:: EXERCISE AIM ::
Print out the records in full, keeping each word unchanged.

======

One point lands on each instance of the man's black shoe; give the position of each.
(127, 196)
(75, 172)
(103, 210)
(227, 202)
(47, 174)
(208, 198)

======

:: RESPONSE TO THE EXERCISE ::
One point lands on each instance of the man's black shoe; give the position of each.
(127, 196)
(75, 172)
(103, 210)
(227, 202)
(47, 174)
(208, 198)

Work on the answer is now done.